■ **EXERCISE INPUTS**:
━━━━━━━━━━━━━━━━━━━━━━━━━━━━━━
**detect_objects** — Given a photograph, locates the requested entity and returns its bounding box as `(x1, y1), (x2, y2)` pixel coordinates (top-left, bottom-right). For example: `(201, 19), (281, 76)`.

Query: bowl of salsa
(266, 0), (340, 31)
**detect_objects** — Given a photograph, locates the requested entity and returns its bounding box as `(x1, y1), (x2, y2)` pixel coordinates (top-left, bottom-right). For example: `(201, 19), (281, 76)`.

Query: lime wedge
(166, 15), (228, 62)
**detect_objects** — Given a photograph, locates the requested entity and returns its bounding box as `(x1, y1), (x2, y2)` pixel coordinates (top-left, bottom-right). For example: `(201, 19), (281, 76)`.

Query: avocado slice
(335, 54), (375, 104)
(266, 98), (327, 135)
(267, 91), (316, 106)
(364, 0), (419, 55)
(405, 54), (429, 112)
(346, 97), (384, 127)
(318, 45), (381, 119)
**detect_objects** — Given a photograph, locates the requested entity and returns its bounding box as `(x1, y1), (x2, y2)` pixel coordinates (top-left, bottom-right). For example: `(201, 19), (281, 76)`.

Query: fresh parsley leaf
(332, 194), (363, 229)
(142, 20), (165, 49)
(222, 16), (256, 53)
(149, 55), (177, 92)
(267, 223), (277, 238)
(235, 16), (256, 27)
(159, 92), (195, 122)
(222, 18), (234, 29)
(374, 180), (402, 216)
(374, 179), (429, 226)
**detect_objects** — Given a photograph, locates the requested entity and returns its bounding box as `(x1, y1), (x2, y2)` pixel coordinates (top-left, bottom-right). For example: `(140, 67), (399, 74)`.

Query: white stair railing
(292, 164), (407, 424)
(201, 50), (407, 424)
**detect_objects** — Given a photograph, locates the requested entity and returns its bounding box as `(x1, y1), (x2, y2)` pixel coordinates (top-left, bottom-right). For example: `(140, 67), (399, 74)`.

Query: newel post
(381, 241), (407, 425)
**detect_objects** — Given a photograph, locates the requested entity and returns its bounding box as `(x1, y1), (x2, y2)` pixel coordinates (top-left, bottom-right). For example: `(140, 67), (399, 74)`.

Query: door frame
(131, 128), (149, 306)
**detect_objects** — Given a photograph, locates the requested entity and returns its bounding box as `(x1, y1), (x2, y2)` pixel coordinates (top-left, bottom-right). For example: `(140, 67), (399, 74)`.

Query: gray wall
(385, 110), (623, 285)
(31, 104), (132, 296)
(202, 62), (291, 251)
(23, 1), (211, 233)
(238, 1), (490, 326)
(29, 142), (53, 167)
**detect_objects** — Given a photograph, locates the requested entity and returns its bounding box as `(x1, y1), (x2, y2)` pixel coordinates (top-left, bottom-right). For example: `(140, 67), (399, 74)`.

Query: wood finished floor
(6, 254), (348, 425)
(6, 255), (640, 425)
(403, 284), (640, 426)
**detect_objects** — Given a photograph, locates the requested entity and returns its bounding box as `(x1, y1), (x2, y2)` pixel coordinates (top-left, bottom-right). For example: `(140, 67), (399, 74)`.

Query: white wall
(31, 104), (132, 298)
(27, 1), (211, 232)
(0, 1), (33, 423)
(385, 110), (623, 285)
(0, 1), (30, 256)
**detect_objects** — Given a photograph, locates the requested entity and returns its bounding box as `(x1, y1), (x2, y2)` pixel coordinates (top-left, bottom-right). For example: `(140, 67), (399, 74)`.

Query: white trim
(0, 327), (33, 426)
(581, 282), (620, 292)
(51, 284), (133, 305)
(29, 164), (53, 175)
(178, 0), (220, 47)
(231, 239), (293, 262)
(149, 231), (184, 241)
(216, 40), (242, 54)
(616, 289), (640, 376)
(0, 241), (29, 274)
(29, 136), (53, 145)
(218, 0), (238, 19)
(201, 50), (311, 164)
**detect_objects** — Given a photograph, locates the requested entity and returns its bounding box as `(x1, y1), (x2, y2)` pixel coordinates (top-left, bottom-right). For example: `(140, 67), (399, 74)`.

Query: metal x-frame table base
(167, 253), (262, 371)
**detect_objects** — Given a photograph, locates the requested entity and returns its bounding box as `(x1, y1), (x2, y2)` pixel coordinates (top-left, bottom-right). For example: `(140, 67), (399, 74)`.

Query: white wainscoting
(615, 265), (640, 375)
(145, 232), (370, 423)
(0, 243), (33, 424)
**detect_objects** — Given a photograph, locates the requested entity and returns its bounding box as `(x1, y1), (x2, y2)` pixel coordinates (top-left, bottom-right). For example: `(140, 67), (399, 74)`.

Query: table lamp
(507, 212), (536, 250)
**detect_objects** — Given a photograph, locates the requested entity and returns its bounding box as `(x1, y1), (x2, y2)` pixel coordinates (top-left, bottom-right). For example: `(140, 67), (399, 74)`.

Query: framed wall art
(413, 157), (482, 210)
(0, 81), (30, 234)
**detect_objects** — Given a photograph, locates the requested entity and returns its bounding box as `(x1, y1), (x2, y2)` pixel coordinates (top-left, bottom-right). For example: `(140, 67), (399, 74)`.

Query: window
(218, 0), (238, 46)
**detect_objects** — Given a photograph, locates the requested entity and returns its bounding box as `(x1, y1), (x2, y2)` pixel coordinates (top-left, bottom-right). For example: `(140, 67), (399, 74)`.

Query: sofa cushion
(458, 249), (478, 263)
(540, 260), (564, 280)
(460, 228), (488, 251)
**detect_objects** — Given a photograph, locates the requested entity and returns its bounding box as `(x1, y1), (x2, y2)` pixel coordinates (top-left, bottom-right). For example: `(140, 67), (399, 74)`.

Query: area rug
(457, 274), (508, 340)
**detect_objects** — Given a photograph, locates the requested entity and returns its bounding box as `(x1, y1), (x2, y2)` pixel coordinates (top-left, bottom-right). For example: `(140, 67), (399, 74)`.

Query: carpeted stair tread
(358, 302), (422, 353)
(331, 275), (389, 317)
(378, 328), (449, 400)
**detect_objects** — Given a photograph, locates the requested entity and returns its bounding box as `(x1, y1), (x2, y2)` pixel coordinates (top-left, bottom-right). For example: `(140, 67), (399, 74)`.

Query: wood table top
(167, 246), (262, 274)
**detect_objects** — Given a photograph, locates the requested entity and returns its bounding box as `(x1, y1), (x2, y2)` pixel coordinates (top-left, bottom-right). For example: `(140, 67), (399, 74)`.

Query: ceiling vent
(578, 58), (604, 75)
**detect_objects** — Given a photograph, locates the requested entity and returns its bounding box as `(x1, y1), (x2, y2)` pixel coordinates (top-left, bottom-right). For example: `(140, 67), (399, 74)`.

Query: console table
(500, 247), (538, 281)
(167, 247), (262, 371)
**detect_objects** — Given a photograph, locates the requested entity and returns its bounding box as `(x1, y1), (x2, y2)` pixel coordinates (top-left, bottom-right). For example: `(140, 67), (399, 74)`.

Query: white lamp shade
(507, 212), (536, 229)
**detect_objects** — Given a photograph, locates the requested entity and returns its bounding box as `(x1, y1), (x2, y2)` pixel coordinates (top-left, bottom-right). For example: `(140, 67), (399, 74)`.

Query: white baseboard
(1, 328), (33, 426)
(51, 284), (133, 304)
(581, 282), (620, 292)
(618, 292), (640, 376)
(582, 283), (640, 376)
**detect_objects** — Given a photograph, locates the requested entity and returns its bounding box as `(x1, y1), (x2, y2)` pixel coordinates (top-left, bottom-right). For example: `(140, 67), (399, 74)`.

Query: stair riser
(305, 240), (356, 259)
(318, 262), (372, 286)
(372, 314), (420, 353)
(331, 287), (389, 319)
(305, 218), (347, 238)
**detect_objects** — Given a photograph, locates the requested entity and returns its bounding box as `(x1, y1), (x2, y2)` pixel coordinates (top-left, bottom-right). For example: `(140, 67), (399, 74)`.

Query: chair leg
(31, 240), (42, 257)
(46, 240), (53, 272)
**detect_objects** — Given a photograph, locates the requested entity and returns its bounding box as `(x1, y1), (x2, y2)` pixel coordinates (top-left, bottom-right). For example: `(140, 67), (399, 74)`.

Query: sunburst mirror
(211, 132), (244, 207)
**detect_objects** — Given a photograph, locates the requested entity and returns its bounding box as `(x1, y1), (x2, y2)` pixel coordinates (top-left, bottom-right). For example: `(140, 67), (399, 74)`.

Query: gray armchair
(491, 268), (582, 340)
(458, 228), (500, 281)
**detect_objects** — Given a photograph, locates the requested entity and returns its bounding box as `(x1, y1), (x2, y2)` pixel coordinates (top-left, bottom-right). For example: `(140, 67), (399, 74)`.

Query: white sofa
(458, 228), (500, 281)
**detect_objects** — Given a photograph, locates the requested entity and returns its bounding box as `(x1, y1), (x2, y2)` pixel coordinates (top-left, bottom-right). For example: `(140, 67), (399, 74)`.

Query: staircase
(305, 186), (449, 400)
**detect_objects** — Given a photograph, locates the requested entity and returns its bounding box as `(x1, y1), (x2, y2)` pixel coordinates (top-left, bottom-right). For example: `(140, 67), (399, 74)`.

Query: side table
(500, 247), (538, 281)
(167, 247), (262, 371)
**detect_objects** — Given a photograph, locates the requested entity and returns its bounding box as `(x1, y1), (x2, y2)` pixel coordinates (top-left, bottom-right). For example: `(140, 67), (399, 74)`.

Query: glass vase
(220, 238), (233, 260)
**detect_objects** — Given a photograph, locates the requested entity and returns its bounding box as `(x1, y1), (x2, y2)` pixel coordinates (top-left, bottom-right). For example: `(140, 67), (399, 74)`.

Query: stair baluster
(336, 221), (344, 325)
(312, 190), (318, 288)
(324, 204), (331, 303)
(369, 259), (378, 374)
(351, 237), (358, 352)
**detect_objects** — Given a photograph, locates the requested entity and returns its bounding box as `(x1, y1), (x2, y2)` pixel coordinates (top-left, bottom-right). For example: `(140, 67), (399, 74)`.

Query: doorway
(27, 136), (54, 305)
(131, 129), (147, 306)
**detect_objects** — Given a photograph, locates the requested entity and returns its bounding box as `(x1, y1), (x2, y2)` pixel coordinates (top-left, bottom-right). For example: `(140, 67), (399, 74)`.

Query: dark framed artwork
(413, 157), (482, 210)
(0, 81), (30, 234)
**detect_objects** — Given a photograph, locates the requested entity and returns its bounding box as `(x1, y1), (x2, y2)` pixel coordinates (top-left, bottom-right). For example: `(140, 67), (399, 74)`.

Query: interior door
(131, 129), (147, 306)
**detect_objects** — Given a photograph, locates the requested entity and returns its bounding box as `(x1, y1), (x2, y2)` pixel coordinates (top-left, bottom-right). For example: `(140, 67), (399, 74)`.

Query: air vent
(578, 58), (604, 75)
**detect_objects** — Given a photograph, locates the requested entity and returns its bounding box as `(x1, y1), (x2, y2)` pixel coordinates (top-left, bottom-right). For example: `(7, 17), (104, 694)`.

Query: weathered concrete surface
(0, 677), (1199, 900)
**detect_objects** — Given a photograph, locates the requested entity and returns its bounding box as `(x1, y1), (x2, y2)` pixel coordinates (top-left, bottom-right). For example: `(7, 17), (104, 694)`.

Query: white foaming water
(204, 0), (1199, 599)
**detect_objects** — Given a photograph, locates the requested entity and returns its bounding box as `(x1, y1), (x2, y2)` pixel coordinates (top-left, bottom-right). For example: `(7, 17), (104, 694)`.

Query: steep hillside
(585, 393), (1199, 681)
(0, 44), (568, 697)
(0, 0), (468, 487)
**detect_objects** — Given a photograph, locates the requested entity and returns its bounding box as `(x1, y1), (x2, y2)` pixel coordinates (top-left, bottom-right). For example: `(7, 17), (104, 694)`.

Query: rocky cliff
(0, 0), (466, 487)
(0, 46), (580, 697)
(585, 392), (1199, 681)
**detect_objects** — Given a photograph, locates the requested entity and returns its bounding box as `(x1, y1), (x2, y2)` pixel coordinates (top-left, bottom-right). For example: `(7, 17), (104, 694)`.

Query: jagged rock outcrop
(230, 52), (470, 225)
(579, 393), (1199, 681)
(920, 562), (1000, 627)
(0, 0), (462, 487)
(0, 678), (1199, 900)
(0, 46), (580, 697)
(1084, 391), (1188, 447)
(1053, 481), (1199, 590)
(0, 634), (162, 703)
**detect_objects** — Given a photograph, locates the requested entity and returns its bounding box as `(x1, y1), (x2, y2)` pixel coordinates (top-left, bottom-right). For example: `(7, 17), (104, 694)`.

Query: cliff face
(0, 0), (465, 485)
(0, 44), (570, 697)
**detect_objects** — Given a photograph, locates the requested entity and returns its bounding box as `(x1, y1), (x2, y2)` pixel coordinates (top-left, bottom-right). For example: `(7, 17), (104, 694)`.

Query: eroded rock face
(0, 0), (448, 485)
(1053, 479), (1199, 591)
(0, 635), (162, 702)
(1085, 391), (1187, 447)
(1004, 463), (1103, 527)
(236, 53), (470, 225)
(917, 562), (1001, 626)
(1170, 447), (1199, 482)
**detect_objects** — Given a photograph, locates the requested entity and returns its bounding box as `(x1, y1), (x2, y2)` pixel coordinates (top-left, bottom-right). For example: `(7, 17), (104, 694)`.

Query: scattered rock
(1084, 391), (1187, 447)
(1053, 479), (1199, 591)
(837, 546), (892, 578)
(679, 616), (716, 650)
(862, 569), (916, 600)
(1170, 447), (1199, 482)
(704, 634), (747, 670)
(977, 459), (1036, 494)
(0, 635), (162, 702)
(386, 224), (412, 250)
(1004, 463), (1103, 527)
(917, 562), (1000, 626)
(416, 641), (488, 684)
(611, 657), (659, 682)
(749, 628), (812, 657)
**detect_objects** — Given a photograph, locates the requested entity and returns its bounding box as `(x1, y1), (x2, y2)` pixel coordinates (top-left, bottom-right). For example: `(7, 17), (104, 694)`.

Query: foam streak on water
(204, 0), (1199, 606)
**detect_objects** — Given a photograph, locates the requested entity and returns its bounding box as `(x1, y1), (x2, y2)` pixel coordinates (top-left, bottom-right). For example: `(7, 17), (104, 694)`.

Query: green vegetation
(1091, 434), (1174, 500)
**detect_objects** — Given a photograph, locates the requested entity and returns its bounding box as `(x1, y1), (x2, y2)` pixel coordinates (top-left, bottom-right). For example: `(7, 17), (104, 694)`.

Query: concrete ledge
━━━━━━━━━━━━━━━━━━━━━━━━━━━━━━
■ **THE EXERCISE**: Output everything from the start of the material down to and including the line that contains "(318, 45), (381, 119)" as a JSON list of strings, with one string per line and blank lines left out.

■ **RESULT FOR THIS EXERCISE**:
[
  "**detect_objects** — Given a photograph, locates the requested entity and returns its bounding box as `(x1, y1), (x2, y2)` pixel coordinates (top-left, bottom-right). For example: `(201, 19), (281, 76)`.",
  "Query: bowl of salsa",
  "(266, 0), (340, 31)",
  "**detect_objects** — Given a photograph, locates the requested entity and returns its bounding box as `(x1, y1), (x2, y2)` pixel coordinates (top-left, bottom-right). For example: `(201, 19), (281, 76)`.",
  "Query: lime wedge",
  "(166, 15), (228, 62)",
  "**detect_objects** — Given a photograph, locates the requested entity and returns its bounding box as `(x1, y1), (x2, y2)` pixel coordinates (top-left, bottom-right). For example: `(201, 19), (281, 76)`.",
  "Query: avocado slice",
  "(335, 54), (375, 104)",
  "(266, 98), (327, 135)",
  "(267, 91), (316, 106)",
  "(364, 0), (419, 55)",
  "(405, 54), (429, 112)",
  "(346, 97), (384, 127)",
  "(318, 45), (381, 119)"
]